Source |
— START —
To run this example, create first the file “/tmp/soma_workflow_examples/myfile” with any content. It will stand for an input file to transfer. Although the job is executed on the computing resource it appears that the command is running on the local files, this is of course not the case. For another example of file transfer without the gui go to the next section.

from soma_workflow.client import Job, Workflow, WorkflowController, FileTransfer

# FileTransfer creation for input files
myfile = FileTransfer(is_input=True,
                    client_path="/tmp/soma_workflow_examples/myfile",
                    name="myfile")

# FileTransfer creation for output files
copy_of_myfile = FileTransfer(is_input=False,
                              client_path="/tmp/soma_workflow_examples/copy_of_myfile",
                              name="copy of my file")

# Job and Workflow
copy_job = Job(command=["cp", myfile, copy_of_myfile],
              name="copy",
              referenced_input_files=[myfile],
              referenced_output_files=[copy_of_myfile])

workflow = Workflow(jobs=[copy_job],
                    dependencies=[])



# submit the workflow
controller = WorkflowController("Titan", login, password)

controller.submit_workflow(workflow=workflow,
                          name="simple transfer")

Run the Python script and open the GUI:

_images/file_transfer_example_gui.png

Transfer the input files using the “Transfer Input Files” button:

_images/file_transfer_example_gui_1.png

The job will start as soon as the transfers ended:

_images/file_transfer_example_gui_2.png

When the workflow is done, transfer the output files using the “Transfer Output Files” button:

_images/file_transfer_example_gui_3.png

The progression and the end of the transfer are visible in the GUI.
— END —
Requirements |
Reproduce the stretch of the file transfer example from "# FileTransfer creation for output" through "referenced_output_files=[copy_of_myfile])" verbatim. The data after this point come from a separate source.

Data |
— START —
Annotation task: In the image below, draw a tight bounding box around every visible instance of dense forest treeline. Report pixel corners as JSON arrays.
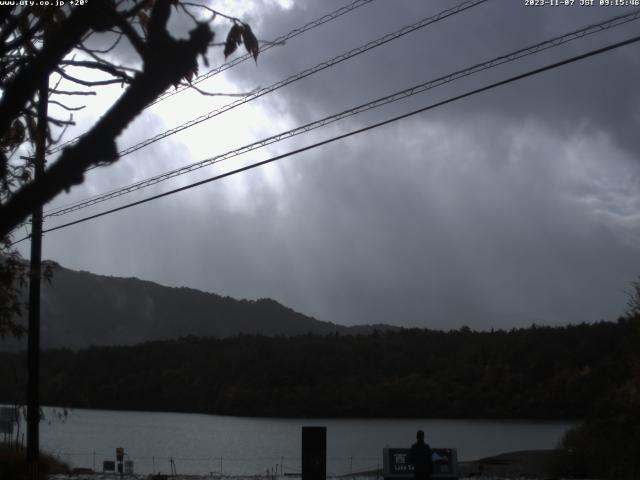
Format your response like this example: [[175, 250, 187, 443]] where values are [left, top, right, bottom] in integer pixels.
[[0, 318, 640, 418]]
— END —
Exercise answer |
# FileTransfer creation for output files
copy_of_myfile = FileTransfer(is_input=False,
                              client_path="/tmp/soma_workflow_examples/copy_of_myfile",
                              name="copy of my file")

# Job and Workflow
copy_job = Job(command=["cp", myfile, copy_of_myfile],
              name="copy",
              referenced_input_files=[myfile],
              referenced_output_files=[copy_of_myfile])